**ページ本文**
>>>
2歳時の本馬は主要な競走には勝っていないが、6戦4勝の好成績を挙げた。勝ったレースは全て5ハロン戦だった。この年の2歳フリーハンデでは、牝馬ではトップのレディジョセフィンより1ポンド低い117ポンドで第3位にランクされた。

3歳時は英1000ギニー(T8F)に参戦したがヴォークルスの着外に敗れた。他のレースでも、クイーンズバリーH(T5F)でミドルパークS勝ち馬フライアーマーカスの3着に入ったのが目立つ程度で、3歳時は7戦未勝利に終わり、現役を引退した。
<<<
**課題の指示**
1. 競走馬についての本文で、2歳時の成績が「好成績」と書かれている根拠を、1〜3文で説明してください。
2. 競走馬の経歴を記した本文を、最後の文の後から書き継ぐこと。
この後に並ぶ行は、どの課題にも使わない。

**項目一覧**
>>>
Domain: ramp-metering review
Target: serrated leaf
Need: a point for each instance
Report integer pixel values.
<<<
>>>
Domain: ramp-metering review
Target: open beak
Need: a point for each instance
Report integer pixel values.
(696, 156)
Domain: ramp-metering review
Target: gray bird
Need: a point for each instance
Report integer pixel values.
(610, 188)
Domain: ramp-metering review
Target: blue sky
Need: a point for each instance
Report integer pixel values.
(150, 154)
<<<
**課題の解答**
1. 主要な競走には勝っていないものの、6戦して4勝を挙げたからである。

2.
血統

Spearmint Carbine Musket Toxophilite Longbow
Legerdemain
West Australian Mare West Australian
Brown Bess
Mersey Knowsley Stockwell
Orlando Mare
Clemence Newminster
Eulogy
Maid of the Mint Minting Lord Lyon Stockwell
Paradigm
Mint Sauce Young Melbourne
Sycee
Warble Skylark King Tom
Wheat Ear
Coturnix Thunderbolt
Fravolina 
Concertina St. Simon Galopin Vedette Voltigeur
Mrs. Ridgway
Flying Duchess The Flying Dutchman
Merope
St. Angela King Tom Harkaway
Pocahontas
Adeline Ion
Little Fairy
Comic Song Petrarch Lord Clifden Newminster
The Slave
Laura Orlando
Torment
Frivolity Macaroni Sweetmeat
Jocose
Miss Agnes Birdcatcher
Agnes

スペアミントは当馬の項を参照。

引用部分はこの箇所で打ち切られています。